• **DOCUMENT EXTRACT**:

== == ==

/torch-localize

Decorators for better tracebacks in PyTorch

Primary LanguagePythonMIT LicenseMIT

torch-localize

Decorators for better tracebacks in complex PyTorch models.

Problem description

If we make an error writing simple models, in which we manually call each module, for instance

import torch
from torch.nn import Module, Linear

class MyModule(Module):
    def __init__(self):
        super(MyModule, self).__init__()
        self.lin1 = Linear(2, 4)
        self.lin2 = Linear(5, 3)

    def forward(self, inp):
        y = self.lin1(inp)
        y = self.lin2(y)

        return y

we get stack traces which show the exact location of the error we made. If we execute

inp = torch.tensor([1., 0.])
mod = MyModule()

print(mod(inp))

we will be told that the offending line is y = self.lin2(y)

  File "example3.py", line 19, in <module>
    print(mod(inp))
  File "/home/jatentaki/anaconda3/lib/python3.6/site-packages/torch/nn/modules/module.py", line 477, in __call__
    result = self.forward(*input, **kwargs)
  File "example3.py", line 12, in forward
    y = self.lin2(y)
  File "/home/jatentaki/anaconda3/lib/python3.6/site-packages/torch/nn/modules/module.py", line 477, in __call__
    result = self.forward(*input, **kwargs)
  File "/home/jatentaki/anaconda3/lib/python3.6/site-packages/torch/nn/modules/linear.py", line 55, in forward
    return F.linear(input, self.weight, self.bias)
  File "/home/jatentaki/anaconda3/lib/python3.6/site-packages/torch/nn/functional.py", line 1026, in linear
    output = input.matmul(weight.t())

== == ==

• **DATA EXCERPTS**:
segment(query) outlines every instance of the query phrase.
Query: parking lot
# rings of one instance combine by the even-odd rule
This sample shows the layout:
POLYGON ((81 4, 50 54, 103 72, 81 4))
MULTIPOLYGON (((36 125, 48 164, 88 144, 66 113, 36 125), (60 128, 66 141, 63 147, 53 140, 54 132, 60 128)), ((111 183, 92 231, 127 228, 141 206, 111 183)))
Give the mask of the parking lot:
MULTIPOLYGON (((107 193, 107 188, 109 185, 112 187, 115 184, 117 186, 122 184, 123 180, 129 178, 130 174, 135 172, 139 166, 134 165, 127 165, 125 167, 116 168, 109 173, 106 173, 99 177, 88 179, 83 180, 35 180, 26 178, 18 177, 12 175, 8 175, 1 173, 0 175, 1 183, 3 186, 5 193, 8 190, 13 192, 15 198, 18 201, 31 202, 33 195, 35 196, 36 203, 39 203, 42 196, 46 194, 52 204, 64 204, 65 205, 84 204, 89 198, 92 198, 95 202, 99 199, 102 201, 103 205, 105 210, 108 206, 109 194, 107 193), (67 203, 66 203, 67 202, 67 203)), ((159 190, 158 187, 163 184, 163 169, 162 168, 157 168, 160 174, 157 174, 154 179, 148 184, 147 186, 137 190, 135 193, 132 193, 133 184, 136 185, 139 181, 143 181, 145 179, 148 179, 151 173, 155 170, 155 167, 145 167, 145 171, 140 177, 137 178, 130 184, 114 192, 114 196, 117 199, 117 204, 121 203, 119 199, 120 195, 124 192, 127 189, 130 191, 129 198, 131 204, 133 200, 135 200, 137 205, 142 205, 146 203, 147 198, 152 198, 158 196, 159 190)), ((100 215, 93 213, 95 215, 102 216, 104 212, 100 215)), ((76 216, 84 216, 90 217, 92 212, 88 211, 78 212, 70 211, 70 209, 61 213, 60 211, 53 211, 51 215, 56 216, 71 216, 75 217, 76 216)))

== == ==

• **EXERCISE 1**:
According to the torch-localize README, which line of the forward method does the stack trace name as the offending one?
• **EXERCISE 2**:
Gather every line of the records that contains the word "parking".

• **FINAL ANSWER 1**:
y = self.lin2(y)

• **FINAL ANSWER 2**:
Query: parking lot
Give the mask of the parking lot:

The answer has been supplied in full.